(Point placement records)
++++++++

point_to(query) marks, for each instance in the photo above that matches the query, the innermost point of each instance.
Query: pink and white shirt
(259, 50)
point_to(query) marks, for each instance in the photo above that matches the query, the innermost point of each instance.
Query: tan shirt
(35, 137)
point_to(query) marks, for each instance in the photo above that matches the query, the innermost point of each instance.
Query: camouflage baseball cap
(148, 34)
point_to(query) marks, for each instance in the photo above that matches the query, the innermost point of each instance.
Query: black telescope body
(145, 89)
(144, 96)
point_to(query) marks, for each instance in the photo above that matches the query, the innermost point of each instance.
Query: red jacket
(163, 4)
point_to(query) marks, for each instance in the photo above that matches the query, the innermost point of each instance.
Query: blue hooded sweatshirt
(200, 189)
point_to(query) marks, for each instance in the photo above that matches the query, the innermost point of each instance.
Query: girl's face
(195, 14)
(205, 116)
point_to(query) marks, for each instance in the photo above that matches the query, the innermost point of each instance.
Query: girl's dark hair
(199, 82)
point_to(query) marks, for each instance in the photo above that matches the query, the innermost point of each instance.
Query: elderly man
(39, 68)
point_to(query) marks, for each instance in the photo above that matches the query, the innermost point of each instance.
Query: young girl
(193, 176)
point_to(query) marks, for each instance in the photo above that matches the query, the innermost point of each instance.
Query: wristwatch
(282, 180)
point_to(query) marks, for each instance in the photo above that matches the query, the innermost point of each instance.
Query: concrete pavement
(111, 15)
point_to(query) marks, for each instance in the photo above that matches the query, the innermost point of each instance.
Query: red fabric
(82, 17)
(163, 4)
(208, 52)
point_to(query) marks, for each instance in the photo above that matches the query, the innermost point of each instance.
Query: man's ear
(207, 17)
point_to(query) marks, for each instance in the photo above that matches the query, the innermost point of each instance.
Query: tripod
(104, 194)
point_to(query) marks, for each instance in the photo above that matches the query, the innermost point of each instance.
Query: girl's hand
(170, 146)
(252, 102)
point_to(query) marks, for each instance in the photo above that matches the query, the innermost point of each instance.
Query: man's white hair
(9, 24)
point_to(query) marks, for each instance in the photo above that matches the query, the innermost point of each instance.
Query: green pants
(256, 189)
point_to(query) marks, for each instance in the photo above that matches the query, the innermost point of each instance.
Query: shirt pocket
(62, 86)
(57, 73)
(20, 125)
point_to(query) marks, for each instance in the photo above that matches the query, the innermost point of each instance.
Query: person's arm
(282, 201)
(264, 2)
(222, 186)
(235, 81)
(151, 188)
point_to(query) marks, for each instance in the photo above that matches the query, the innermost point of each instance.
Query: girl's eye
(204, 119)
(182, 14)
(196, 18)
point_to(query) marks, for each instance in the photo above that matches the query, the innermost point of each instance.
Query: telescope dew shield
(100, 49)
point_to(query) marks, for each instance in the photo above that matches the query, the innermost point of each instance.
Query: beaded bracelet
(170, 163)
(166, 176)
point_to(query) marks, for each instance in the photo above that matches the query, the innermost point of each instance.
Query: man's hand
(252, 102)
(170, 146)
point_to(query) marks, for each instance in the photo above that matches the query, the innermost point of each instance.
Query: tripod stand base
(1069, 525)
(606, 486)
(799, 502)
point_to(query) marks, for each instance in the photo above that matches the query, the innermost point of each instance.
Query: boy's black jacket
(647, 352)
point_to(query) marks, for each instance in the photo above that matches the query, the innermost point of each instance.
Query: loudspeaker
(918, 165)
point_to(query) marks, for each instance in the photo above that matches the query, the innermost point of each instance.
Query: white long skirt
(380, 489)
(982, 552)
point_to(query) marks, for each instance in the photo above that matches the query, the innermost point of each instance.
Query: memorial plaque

++++++++

### TASK PROMPT:
Copy out the whole listing exactly.

### OUTPUT FOR THIS EXERCISE:
point_to(query) marks, for each instance in the photo above that matches the query, the innermost point of each instance.
Query: pink and white shirt
(259, 50)
point_to(query) marks, for each instance in the photo above that matches the query, the innermost point of each instance.
Query: tan shirt
(35, 137)
point_to(query) marks, for each instance in the photo above that matches the query, the innermost point of each instance.
Query: camouflage baseball cap
(148, 34)
point_to(query) marks, for each instance in the photo above that matches the query, the innermost point of each instance.
Query: black telescope body
(145, 89)
(144, 96)
point_to(query) marks, for each instance in the photo above that matches the query, the innermost point of each instance.
Query: red jacket
(163, 4)
point_to(query) marks, for each instance in the photo above that matches the query, the innermost point of each instance.
Query: blue hooded sweatshirt
(200, 189)
point_to(query) marks, for each instance in the photo above that matches the query, the innermost point of each instance.
Query: girl's face
(195, 14)
(205, 116)
point_to(query) marks, for each instance in the photo above that matches the query, the innermost point of each instance.
Query: girl's dark hair
(199, 82)
point_to(query) marks, for each instance in the photo above that matches the query, the innermost point of each instance.
Query: elderly man
(39, 68)
point_to(query) marks, for each instance in the photo above that matches the query, the innermost point of each instance.
Query: young girl
(193, 176)
point_to(query) marks, for each instance in the photo above that matches the query, the innermost point of each instance.
Query: wristwatch
(282, 180)
point_to(query) marks, for each instance in the photo above that matches the query, the innermost point of each instance.
Query: concrete pavement
(111, 15)
point_to(query) marks, for each instance in the photo above that matches the query, the innermost point of each instance.
Query: red fabric
(82, 17)
(163, 4)
(208, 52)
point_to(query) marks, for each instance in the photo above that matches the query, the innermost point of each instance.
Query: man's ear
(207, 17)
point_to(query) marks, for each instance in the photo above that matches the query, the innermost point of each instance.
Query: tripod
(104, 194)
point_to(query) marks, for each instance in the photo above that matches the query, the innermost point of each instance.
Query: girl's hand
(170, 146)
(252, 102)
point_to(query) marks, for each instance in the photo above that matches the query, the innermost point of each instance.
Query: man's white hair
(9, 24)
point_to(query) marks, for each instance in the photo above that matches the query, the innermost point of each instance.
Query: green pants
(256, 189)
point_to(query) marks, for each instance in the photo above that matches the query, the innermost point of each instance.
Query: shirt pocket
(62, 86)
(57, 73)
(20, 125)
point_to(query) marks, for each instance in the photo above that matches the query, the innermost point of each instance.
Query: person's arm
(282, 201)
(264, 2)
(222, 186)
(235, 81)
(151, 188)
point_to(query) marks, for each instance in the photo above that matches the query, the innermost point of each instance.
Query: girl's eye
(204, 119)
(182, 14)
(196, 18)
point_to(query) marks, for each instance in the photo above that matches the query, the innermost point of each instance.
Query: telescope dew shield
(100, 49)
point_to(query) marks, for each instance in the photo above that matches the query, the innermost point of each instance.
Query: beaded bracelet
(170, 163)
(166, 176)
point_to(query) marks, for each instance in the photo above that matches the query, the innermost point of each instance.
Query: man's hand
(252, 102)
(170, 146)
point_to(query) marks, for each instance in the photo above that matches the query, the innermost point of each instance.
Query: tripod stand base
(1069, 525)
(606, 486)
(799, 502)
point_to(query) marks, for each instance in the photo above that matches the query, the innermost point of each instance.
Query: boy's black jacket
(647, 352)
point_to(query) marks, for each instance in the photo above that matches the query, the innermost point of each instance.
Query: loudspeaker
(918, 165)
point_to(query) marks, for each instance in the photo above that matches the query, the innermost point of each instance.
Query: white long skirt
(380, 489)
(982, 552)
point_to(query) marks, for each instance in the photo above that matches the query, the innermost point of each instance.
Query: memorial plaque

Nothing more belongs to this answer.